What you need to do
[A] Translate this sentence from the golf swing forum thread into Spanish: "I'm glad you find the thread useful."
[B] Continue the golf swing forum thread from the point where it stops.

Article
━━━━━━━━

Great thread, I video myself at the range and have been working on dislocation of my hips from my shoulders changed my swing completely, reading this is a great help to me as I don't take instruction very well at all but do understand if I see a video and read these very good points and explanations


----------



## One Planer (Feb 9, 2014)

Chisteve said:



			Great thread, I video myself at the range and have been working on *dislocation* of my hips from my shoulders changed my swing completely, reading this is a great help to me as I don't take instruction very well at all but do understand if I see a video and read these very good points and explanations
		
Click to expand...

Sounds painful :lol:

I'm glad you find the thread useful. There certainly is some great information in here.


----------



## Chisteve (Feb 9, 2014)

Oops of course I meant disassociation


----------



## the_coach (Feb 9, 2014)

Just a thought for folks on how you learn and therefore how you teach, my take on it. Everyone coach/teacher with a passion for golf and in particular a passion to help someone achieve the best golf swing for them that will give them the best results as consistently as possible.

━━━━━━━━

Data records
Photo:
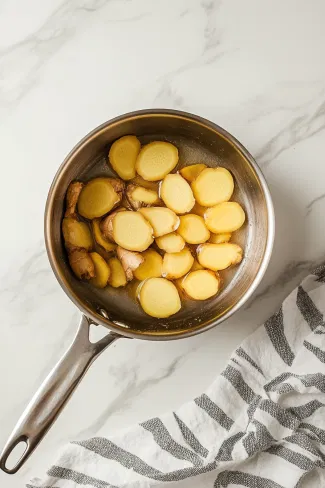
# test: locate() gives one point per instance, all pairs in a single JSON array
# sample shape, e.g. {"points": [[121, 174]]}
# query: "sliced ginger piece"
{"points": [[102, 271], [72, 196], [130, 261], [117, 277], [224, 217], [193, 229], [199, 210], [132, 231], [220, 238], [176, 265], [163, 220], [212, 186], [156, 160], [219, 256], [99, 237], [139, 196], [97, 198], [106, 225], [177, 194], [201, 284], [123, 155], [172, 242], [159, 298], [81, 264], [151, 266], [76, 234], [190, 173], [196, 265]]}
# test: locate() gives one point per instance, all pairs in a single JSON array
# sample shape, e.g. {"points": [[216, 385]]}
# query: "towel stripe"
{"points": [[315, 350], [299, 460], [235, 378], [164, 440], [275, 330], [227, 447], [190, 438], [215, 412], [240, 352], [308, 309], [244, 479], [78, 478]]}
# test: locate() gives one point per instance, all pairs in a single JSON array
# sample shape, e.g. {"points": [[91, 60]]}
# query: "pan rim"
{"points": [[54, 262]]}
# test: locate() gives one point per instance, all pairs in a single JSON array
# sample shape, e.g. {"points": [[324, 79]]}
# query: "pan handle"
{"points": [[54, 393]]}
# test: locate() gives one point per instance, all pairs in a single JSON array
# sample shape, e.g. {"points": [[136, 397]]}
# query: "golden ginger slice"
{"points": [[123, 155], [102, 271], [163, 220], [190, 173], [199, 210], [177, 264], [224, 217], [212, 186], [219, 256], [156, 160], [196, 265], [130, 261], [151, 266], [177, 194], [159, 298], [150, 185], [117, 277], [81, 264], [76, 234], [132, 231], [106, 225], [100, 239], [193, 229], [72, 196], [201, 284], [141, 197], [220, 238], [97, 198], [172, 242]]}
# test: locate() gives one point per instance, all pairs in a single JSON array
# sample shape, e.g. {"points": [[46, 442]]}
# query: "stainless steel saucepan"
{"points": [[198, 140]]}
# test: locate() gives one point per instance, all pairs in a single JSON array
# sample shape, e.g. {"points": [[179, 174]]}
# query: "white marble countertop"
{"points": [[255, 68]]}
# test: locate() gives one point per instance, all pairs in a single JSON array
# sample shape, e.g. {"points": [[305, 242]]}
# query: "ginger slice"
{"points": [[123, 155], [163, 220], [102, 271], [219, 256], [97, 198], [193, 229], [190, 173], [151, 266], [132, 231], [156, 160], [176, 265], [177, 194], [130, 261], [172, 242], [159, 298], [224, 217], [117, 277], [201, 284], [212, 186]]}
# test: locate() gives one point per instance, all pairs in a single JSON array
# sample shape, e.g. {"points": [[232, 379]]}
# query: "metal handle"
{"points": [[54, 393]]}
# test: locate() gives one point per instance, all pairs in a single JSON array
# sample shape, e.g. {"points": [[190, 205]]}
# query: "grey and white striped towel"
{"points": [[260, 425]]}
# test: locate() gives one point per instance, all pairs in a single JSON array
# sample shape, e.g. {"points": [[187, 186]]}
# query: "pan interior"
{"points": [[198, 142]]}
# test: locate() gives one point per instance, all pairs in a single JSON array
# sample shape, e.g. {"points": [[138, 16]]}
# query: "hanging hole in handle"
{"points": [[14, 455]]}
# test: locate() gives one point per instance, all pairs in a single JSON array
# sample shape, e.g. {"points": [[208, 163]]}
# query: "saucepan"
{"points": [[198, 140]]}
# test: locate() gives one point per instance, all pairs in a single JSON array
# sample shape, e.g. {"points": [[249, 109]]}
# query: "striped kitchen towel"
{"points": [[260, 425]]}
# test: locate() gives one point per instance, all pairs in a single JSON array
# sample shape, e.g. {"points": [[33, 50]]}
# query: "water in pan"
{"points": [[121, 304]]}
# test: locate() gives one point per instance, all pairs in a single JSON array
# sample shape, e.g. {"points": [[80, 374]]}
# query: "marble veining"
{"points": [[66, 66]]}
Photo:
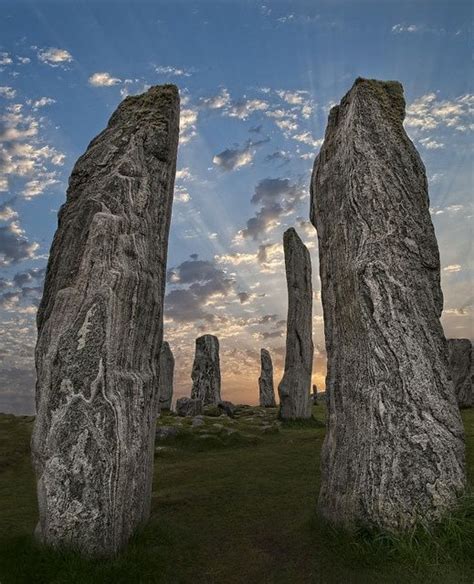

━━━━━━━━

Replies
[A] Me alegra que el hilo te resulte útil.

[B]
Obviously as a given the instructor has to have studied the fundamentals and thoroughly understood them and knows what exactly is needed to produce a good and solid swing through the ball that produces the best impact conditions possible to send the ball to target.
To be able to do this you also have to be able to see through interaction with the student in front of you just what kind of 'learner' they are. 
Some folks respond best to explanation and the observation of the swing and the various parts of, some need to be physically put in certain positions in order to feel them before using that feel to produce a swing themselves, through constant alternation of first being put in position in a session then repeat the motion themselves.
Some people are very exact, they just need to be shown exactly what to do where the club and body should be in 3d space with an explanation of a feeling, and they can work to that, pretty quickly.
Young golfers in particular are very receptive to being shown a move within a swing motion and are able to copy this and thus feel the motion for themselves, they can find it fairly easy to learn through mimicry.
Others, who you are trying to help iron out deep ingrained faults and compensations often can't take straight away an exact route, as this only leads to them repeating what they normally do but they are thinking they are making the changes needed when in reality they are not at all, but generally will only believe this with their own eyes when shown video of their original movement. 
A video of a lesson of them being shown and spoken to about the changes they need to make, then the 'after' video that they think they have changed things only to see they are still doing exactly the same thing is often the only way having seen for themselves they will trust instruction that immediately feels to them too much of an exaggeration. These folks only really make the changes when they then are asked to make these pretty big and radical exaggerated swing moves in order for them to get near to making any change at all.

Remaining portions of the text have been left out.